> **TEXTO PARA LEITURA**:
_ _ _ _

Essa ideia de transmitir na íntegra jogos antigos com narração atualizada, que nasceu na emergência das TVs a cabo para manter a programação em tempos de coronavírus, acabou se tornando um produto extraordinário. Rezo para que a mantenham, vez por outra, quando o futebol ao vivo voltar. Além de ser um prazer rever grandes craques, dá aos filhos a chance de saber sobre quem os pais falavam esse tempo todo e eles não davam muita atenção.
O comentarista, à luz do distanciamento histórico, vai soltando informações para entender não só a partida, mas o contexto: o que representava o jogo naquele exato instante, como cada jogador chegava em termos de cobrança da torcida, onde cada estrela atuava, o olhar dos adversários àquela altura e assim por diante. E nos dá, também, a chance do copidesque. Houve um tempo, nas redações dos jornais impressos, que a figura do copidesque era essencial.
Um texto podia estar maravilhoso, mas havia os limites da página. Como resumir 60 linhas em 30, conforme exigia a diagramação? Aí entrava o copidesque. Ibsen Pinheiro foi um copidesque lendário, antes de se tornar cronista, dirigente e político. Quando comecei a trabalhar ele já era deputado, mas dizem que o texto original ficava melhor após o Ibsen, que nos deixou este ano, desbastar excessos e valorizar o essencial. Pois as reprises de jogos do passado nos dão a chance de reescrevê-los. Não o texto todo, mas algumas linhas ou frases.

_ _ _ _

Trechos de conjunto de dados sobre apontar objetos
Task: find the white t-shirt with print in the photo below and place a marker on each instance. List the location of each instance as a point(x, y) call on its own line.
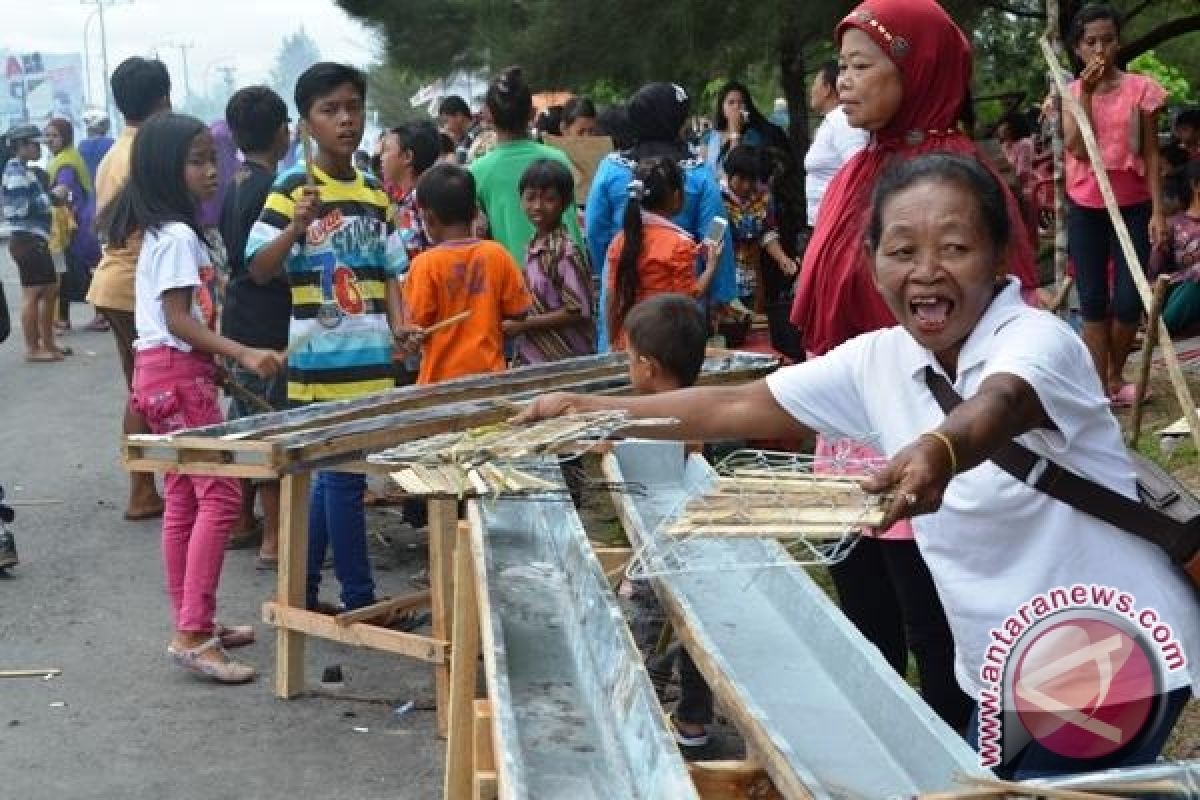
point(173, 257)
point(833, 144)
point(996, 542)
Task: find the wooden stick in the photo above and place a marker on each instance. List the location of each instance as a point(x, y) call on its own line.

_ _ _ _

De acordo com o texto sobre as reprises de jogos antigos, o que Ibsen Pinheiro foi antes de se tornar cronista, dirigente e político? A listagem é um material à parte, sem relação com o texto sobre as reprises de jogos antigos.

> **RESPOSTA COMPLETA**:
Um copidesque lendário.